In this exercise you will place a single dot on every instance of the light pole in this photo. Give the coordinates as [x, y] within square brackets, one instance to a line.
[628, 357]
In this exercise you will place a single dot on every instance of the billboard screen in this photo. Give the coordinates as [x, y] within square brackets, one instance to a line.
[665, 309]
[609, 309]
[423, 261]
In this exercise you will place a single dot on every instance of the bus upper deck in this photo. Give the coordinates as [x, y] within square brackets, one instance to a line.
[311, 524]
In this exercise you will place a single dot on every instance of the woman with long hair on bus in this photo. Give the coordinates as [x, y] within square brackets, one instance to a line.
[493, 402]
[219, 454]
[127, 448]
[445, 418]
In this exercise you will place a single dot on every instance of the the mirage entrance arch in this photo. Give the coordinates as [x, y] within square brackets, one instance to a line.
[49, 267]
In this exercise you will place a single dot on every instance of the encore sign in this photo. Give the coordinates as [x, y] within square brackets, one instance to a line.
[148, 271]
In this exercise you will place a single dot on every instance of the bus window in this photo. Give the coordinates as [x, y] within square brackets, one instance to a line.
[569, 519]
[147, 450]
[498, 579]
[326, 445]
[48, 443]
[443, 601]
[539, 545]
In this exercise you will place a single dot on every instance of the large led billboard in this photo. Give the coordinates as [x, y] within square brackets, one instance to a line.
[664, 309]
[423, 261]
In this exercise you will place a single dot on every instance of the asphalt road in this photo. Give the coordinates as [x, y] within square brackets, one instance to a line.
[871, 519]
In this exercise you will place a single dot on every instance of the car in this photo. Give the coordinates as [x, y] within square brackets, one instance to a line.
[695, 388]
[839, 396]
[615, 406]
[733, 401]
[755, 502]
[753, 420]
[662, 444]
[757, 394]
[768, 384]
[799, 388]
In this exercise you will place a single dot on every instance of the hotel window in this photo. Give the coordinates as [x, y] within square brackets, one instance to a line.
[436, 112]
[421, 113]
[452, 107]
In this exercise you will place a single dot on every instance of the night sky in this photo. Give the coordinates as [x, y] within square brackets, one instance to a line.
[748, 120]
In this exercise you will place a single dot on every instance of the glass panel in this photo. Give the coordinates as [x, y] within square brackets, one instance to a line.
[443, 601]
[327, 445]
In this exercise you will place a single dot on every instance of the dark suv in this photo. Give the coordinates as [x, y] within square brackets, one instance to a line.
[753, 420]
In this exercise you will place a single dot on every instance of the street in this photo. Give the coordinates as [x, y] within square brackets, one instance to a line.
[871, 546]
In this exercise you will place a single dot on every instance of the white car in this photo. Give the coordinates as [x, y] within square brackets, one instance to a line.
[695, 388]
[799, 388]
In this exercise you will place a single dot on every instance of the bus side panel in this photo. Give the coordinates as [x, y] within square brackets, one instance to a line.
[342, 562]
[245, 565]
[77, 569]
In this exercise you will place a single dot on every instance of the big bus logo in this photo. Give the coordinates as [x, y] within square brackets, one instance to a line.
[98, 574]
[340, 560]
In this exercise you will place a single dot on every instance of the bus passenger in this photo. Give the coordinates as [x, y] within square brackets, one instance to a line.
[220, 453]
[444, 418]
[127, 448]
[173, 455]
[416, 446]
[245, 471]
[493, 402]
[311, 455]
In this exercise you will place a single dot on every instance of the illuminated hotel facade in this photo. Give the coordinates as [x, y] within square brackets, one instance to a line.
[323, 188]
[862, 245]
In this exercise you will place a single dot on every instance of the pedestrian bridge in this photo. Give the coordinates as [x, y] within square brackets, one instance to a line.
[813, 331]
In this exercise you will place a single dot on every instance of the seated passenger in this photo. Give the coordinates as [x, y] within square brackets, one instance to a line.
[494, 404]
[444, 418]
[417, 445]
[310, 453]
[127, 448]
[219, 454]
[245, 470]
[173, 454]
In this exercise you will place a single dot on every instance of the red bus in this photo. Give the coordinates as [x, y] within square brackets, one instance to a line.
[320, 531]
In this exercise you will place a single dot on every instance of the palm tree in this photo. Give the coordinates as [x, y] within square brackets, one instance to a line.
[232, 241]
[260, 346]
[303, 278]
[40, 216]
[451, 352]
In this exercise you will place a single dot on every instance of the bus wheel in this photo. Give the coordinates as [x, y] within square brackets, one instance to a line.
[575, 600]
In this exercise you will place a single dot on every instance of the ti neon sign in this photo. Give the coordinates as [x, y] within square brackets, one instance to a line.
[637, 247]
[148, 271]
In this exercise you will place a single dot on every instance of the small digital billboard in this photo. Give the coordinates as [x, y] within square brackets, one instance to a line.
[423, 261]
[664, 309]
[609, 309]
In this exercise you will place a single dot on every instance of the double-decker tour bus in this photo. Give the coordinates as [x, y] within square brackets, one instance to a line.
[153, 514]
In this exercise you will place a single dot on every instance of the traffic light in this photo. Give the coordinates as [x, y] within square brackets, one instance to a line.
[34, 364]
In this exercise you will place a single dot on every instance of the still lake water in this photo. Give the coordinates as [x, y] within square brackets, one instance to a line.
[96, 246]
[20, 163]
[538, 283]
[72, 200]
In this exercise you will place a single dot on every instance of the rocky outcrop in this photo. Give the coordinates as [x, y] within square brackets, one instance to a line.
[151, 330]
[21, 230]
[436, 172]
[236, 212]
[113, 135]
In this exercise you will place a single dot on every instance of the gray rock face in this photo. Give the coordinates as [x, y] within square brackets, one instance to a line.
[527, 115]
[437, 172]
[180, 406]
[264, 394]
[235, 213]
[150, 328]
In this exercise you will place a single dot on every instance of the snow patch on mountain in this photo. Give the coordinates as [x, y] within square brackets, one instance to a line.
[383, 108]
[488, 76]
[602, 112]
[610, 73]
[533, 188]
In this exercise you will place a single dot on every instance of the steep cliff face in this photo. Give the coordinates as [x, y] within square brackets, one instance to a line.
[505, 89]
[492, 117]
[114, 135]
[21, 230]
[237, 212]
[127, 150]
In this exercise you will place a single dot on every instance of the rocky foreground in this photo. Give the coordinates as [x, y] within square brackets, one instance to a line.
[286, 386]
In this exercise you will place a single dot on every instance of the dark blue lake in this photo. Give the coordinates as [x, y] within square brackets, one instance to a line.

━━━━━━

Every record must be returned exactly.

In this exercise you will place a single dot on every instance of the light pole in this photo. Give the coordinates as [x, y] within square brackets, one instance to a line.
[628, 357]
In this exercise you will place a single dot on every instance of the billboard screen in this photo. Give the coordinates as [x, y] within square brackets, one instance to a line.
[665, 309]
[609, 309]
[423, 261]
In this exercise you will place a single dot on every instance of the bus upper deck in this photo. Give the coordinates as [x, y] within square brackets, one instance to a line.
[311, 524]
In this exercise you will place a single dot on every instance of the woman with long hair on bus in this photo. Give the coordinates as [x, y] within square brackets, one instance to a line.
[493, 402]
[219, 454]
[127, 448]
[445, 418]
In this exercise you will place a single dot on every instance of the the mirage entrance arch in this photo. Give the coordinates as [x, y] within square brackets, one instance to a line.
[49, 267]
In this exercise you will place a single dot on every instance of the encore sign in this photo. Give the coordinates as [x, y] within square brackets, one instance to a line.
[148, 271]
In this exercise you will place a single dot on every instance of the bus window in this photo. Give the coordinates as [x, y] within square brackets, one instance to a line.
[569, 519]
[147, 450]
[498, 579]
[326, 445]
[48, 443]
[443, 601]
[539, 545]
In this exercise you will place a single dot on every instance of the large led billboard in this photo. Give the coordinates as [x, y] within square brackets, one instance to a line.
[664, 309]
[423, 261]
In this exercise you will place a single dot on every instance of the asphalt road in this photo. Give the coordinates as [x, y] within square brackets, one instance to a line.
[871, 519]
In this exercise you will place a single dot on every instance of the car in this photo. Give the coordinates as [x, y] within square brackets, one instance to a line.
[695, 388]
[839, 396]
[615, 406]
[733, 401]
[755, 502]
[753, 420]
[662, 444]
[757, 394]
[768, 384]
[799, 388]
In this exercise you will place a single dot on every instance of the hotel window in this photo. Give the coordinates as [x, y] within square brackets, one instance to a line.
[436, 112]
[421, 113]
[452, 107]
In this exercise you will place a single dot on every instance of the night sky in this photo. Give the coordinates as [x, y] within square brackets, one instance to a line.
[748, 120]
In this exercise you will place a single dot on every instance of the glass panel in this photo. Give the coordinates as [x, y] within square brackets, one instance to a line.
[443, 601]
[327, 445]
In this exercise you will place a single dot on every instance of the dark suv in this photo. Give the coordinates as [x, y] within square brackets, one instance to a line.
[753, 420]
In this exercise you will place a single dot on every instance of the street in this photo. Give the coordinates as [x, y] within square brackets, one instance to a line.
[871, 546]
In this exercise you will place a single dot on every instance of the white car in this photo. Give the coordinates as [x, y] within square brackets, one instance to a line.
[695, 388]
[799, 388]
In this exercise you will place a single dot on every instance of the bus side panel in this photo. Give the coordinates as [x, y] within square brackets, one instance to a line.
[342, 562]
[245, 565]
[77, 569]
In this exercise you will place a single dot on every instance of the big bus logo in this photo. Give the coordinates as [x, y] within square brackets, one instance to a line.
[98, 574]
[340, 560]
In this exercise you will place a single dot on every instance of the bus passenger in this photo. Give the coordinates as [x, y] within square brackets, one instance to a line.
[220, 453]
[444, 418]
[127, 448]
[173, 455]
[416, 446]
[245, 471]
[493, 402]
[311, 455]
In this exercise you will place a single dot on every instance of the illuminated hotel facade in this photo. Give the coordinates as [x, y] within square brackets, one instance to a line.
[323, 188]
[862, 245]
In this exercise you will place a single dot on every instance of the pedestrian bridge in this photo. Give the coordinates as [x, y] within square brackets, one instance to a line.
[813, 331]
In this exercise you will place a single dot on every instance of the seated passenger in this photo. Give the coordinates as [x, y] within square brackets, one instance to a line.
[494, 404]
[444, 418]
[417, 445]
[310, 453]
[127, 448]
[219, 454]
[245, 470]
[173, 454]
In this exercise you will place a single dot on every instance of the red bus in this photo. Give the coordinates as [x, y] within square brackets, one instance to a line.
[320, 531]
In this exercise you will place a single dot on every instance of the palm tree in this photo. Give the coordinates as [x, y] within square brackets, one instance to a line.
[232, 241]
[260, 346]
[303, 278]
[40, 216]
[451, 352]
In this exercise you will place a single dot on every instance of the bus wheel in this photo. Give the coordinates as [x, y] within square brackets, one instance to a line.
[575, 600]
In this exercise you will place a single dot on every instance of the ti neon sign in this photo. Give the coordinates as [x, y] within square brackets, one instance to a line.
[637, 247]
[148, 271]
In this exercise you will place a single dot on every instance of the small digital billboard in this photo. Give the coordinates as [x, y] within square brackets, one instance to a line.
[423, 261]
[664, 309]
[609, 309]
In this exercise you will place a single dot on every instance of the double-decker tour bus in this photo. Give the coordinates as [x, y] within square brackets, one instance to a line.
[153, 514]
In this exercise you will place a single dot on every instance of the traffic light in this photo. Give the coordinates as [x, y] within square brackets, one instance to a line.
[34, 364]
In this exercise you will place a single dot on every instance of the still lake water in this photo. Give the coordinates as [x, y] within square brackets, one instance to a line.
[96, 246]
[20, 163]
[538, 283]
[72, 200]
In this exercise you will place a single dot on every instance of the rocky outcrop in this photo. Give the coordinates as [x, y] within square brackets, one instance to a line.
[151, 330]
[21, 230]
[436, 172]
[236, 212]
[113, 135]
In this exercise you will place a single dot on every instance of the gray rock face in this photo. Give the coordinates as [x, y] within square brackets, one instance to a line.
[527, 115]
[437, 172]
[180, 406]
[264, 394]
[235, 213]
[150, 328]
In this exercise you will place a single dot on every instance of the snow patch on mountain in this photo. Give the coordinates as [x, y] within square brackets, one instance to a line.
[383, 108]
[488, 76]
[602, 112]
[610, 73]
[533, 188]
In this exercise you will place a single dot on every instance of the steep cliff face in this photo. Give the coordinates as [x, y] within square brackets, one instance to a line.
[505, 89]
[492, 117]
[114, 135]
[21, 230]
[237, 212]
[127, 150]
In this exercise you will place a single dot on every instance of the rocky foreground in this photo. Give the coordinates as [x, y] within square brackets, one instance to a line.
[286, 386]
In this exercise you will place a single dot on every instance of the dark blue lake in this photo. Give the coordinates as [x, y] within square brackets, one instance to a line.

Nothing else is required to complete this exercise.